• **Passage provided**
--- --- ---
October 27, 2004

Made in America: My Story

Genre: Biographies & Memoirs
Author:Sam Walton with John Huey

Made in America: My Story is an autobiography of Sam Walton as well as the story of Wal-Mart. As Sam himself admits in his foreword, "I'm really the best person to tell the Wal-Mart tale, and ... --like it or not--my life is all wrapped up in Wal-Mart...."

Sam Walton and Wal-Mart
Sam was a consummate competitor. He loved the challenge of the fight. As Charlie Baum (an early Wal-Mart partner) said of him, "What motivates the man is the desire to absolutely be on top of the heap." He was voted Most Versatile Boy in speech club in high school. He was a guard on the basketball team his senior year when the team went undefeated and won the state championship. He was also the quarterback on the football team that also went undefeated and won the state championship. In college he was elected president of the senior men's honor society, he was an officer in his fraternity (Beta Theta Pi) and he was president of the senior class. He was also the captain and president of Scabbard and Blade (a part of ROTC). The list goes on, but I think you get the picture. There is nothing that Sam Walton set his mind to that he didn't achieve.
--- --- ---
Pointing and labeling entries:
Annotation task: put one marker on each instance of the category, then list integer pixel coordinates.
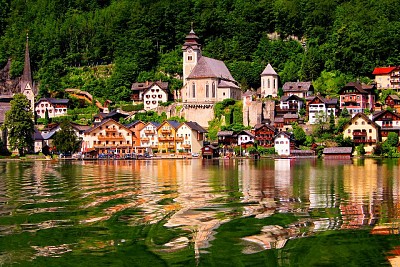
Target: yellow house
(108, 137)
(166, 136)
(362, 130)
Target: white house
(283, 142)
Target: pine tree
(20, 125)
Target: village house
(54, 107)
(150, 93)
(301, 89)
(388, 122)
(362, 130)
(356, 97)
(393, 101)
(149, 137)
(167, 136)
(135, 127)
(190, 137)
(284, 143)
(264, 135)
(320, 109)
(269, 82)
(387, 78)
(108, 137)
(205, 79)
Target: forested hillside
(339, 40)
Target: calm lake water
(193, 212)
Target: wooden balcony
(358, 133)
(165, 139)
(110, 137)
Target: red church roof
(383, 70)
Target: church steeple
(26, 82)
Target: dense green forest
(337, 40)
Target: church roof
(269, 70)
(210, 68)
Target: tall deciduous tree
(65, 140)
(20, 125)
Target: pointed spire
(26, 79)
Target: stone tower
(191, 54)
(26, 83)
(269, 82)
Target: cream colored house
(362, 130)
(205, 79)
(190, 137)
(108, 137)
(148, 136)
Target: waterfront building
(387, 77)
(148, 136)
(301, 89)
(388, 122)
(108, 137)
(264, 135)
(54, 107)
(269, 82)
(362, 130)
(357, 97)
(166, 136)
(190, 137)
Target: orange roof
(383, 70)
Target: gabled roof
(363, 116)
(195, 126)
(104, 122)
(269, 70)
(53, 101)
(225, 133)
(376, 116)
(290, 97)
(259, 126)
(210, 68)
(361, 88)
(338, 150)
(383, 70)
(297, 87)
(148, 85)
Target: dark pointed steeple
(26, 79)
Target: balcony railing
(356, 133)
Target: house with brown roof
(150, 93)
(356, 97)
(362, 130)
(205, 79)
(321, 108)
(301, 89)
(387, 77)
(393, 101)
(388, 122)
(264, 135)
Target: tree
(65, 140)
(20, 125)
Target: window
(213, 90)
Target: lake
(194, 212)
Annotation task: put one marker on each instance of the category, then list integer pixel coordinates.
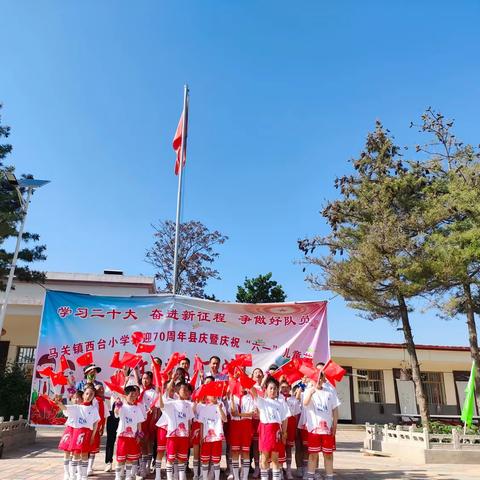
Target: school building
(378, 388)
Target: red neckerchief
(140, 398)
(101, 407)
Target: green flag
(469, 403)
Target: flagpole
(179, 191)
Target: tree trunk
(472, 333)
(416, 376)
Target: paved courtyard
(42, 461)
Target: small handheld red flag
(145, 348)
(59, 378)
(46, 372)
(137, 337)
(244, 359)
(157, 373)
(173, 361)
(245, 381)
(130, 359)
(333, 372)
(310, 372)
(64, 364)
(115, 362)
(115, 388)
(198, 364)
(118, 378)
(290, 371)
(85, 359)
(235, 387)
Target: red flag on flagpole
(145, 348)
(179, 140)
(115, 362)
(85, 359)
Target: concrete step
(351, 426)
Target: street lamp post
(30, 184)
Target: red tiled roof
(346, 343)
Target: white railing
(421, 438)
(15, 432)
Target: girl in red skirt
(272, 431)
(129, 433)
(66, 440)
(294, 408)
(104, 413)
(211, 417)
(147, 398)
(241, 433)
(84, 419)
(257, 375)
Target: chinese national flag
(290, 371)
(157, 374)
(46, 372)
(213, 389)
(311, 372)
(137, 337)
(130, 360)
(198, 364)
(177, 143)
(333, 372)
(85, 359)
(59, 378)
(144, 348)
(115, 388)
(64, 364)
(118, 378)
(173, 361)
(244, 359)
(235, 387)
(115, 362)
(245, 381)
(193, 380)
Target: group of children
(156, 424)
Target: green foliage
(15, 388)
(261, 289)
(196, 254)
(10, 216)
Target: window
(26, 358)
(434, 388)
(370, 389)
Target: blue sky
(283, 94)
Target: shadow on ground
(360, 473)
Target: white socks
(245, 469)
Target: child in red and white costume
(294, 408)
(272, 430)
(211, 417)
(241, 433)
(178, 413)
(321, 416)
(147, 398)
(66, 440)
(129, 433)
(84, 418)
(257, 375)
(99, 401)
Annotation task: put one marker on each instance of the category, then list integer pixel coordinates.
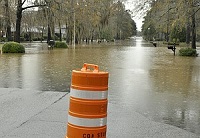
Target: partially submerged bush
(13, 47)
(61, 45)
(188, 52)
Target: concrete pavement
(43, 114)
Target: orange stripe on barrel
(88, 103)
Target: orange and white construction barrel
(87, 116)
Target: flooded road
(147, 79)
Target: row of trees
(173, 20)
(82, 19)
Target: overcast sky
(138, 19)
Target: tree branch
(23, 2)
(32, 6)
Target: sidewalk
(39, 114)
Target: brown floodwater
(147, 79)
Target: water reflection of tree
(172, 83)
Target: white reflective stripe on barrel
(87, 122)
(90, 95)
--- --- ---
• **What is required**
Copy the Sam Walton book review above in full, from its date line through its final sentence, changing nothing.

• **Exercise response**
October 27, 2004

Made in America: My Story

Genre: Biographies & Memoirs
Author:Sam Walton with John Huey

Made in America: My Story is an autobiography of Sam Walton as well as the story of Wal-Mart. As Sam himself admits in his foreword, "I'm really the best person to tell the Wal-Mart tale, and ... --like it or not--my life is all wrapped up in Wal-Mart...."

Sam Walton and Wal-Mart
Sam was a consummate competitor. He loved the challenge of the fight. As Charlie Baum (an early Wal-Mart partner) said of him, "What motivates the man is the desire to absolutely be on top of the heap." He was voted Most Versatile Boy in speech club in high school. He was a guard on the basketball team his senior year when the team went undefeated and won the state championship. He was also the quarterback on the football team that also went undefeated and won the state championship. In college he was elected president of the senior men's honor society, he was an officer in his fraternity (Beta Theta Pi) and he was president of the senior class. He was also the captain and president of Scabbard and Blade (a part of ROTC). The list goes on, but I think you get the picture. There is nothing that Sam Walton set his mind to that he didn't achieve.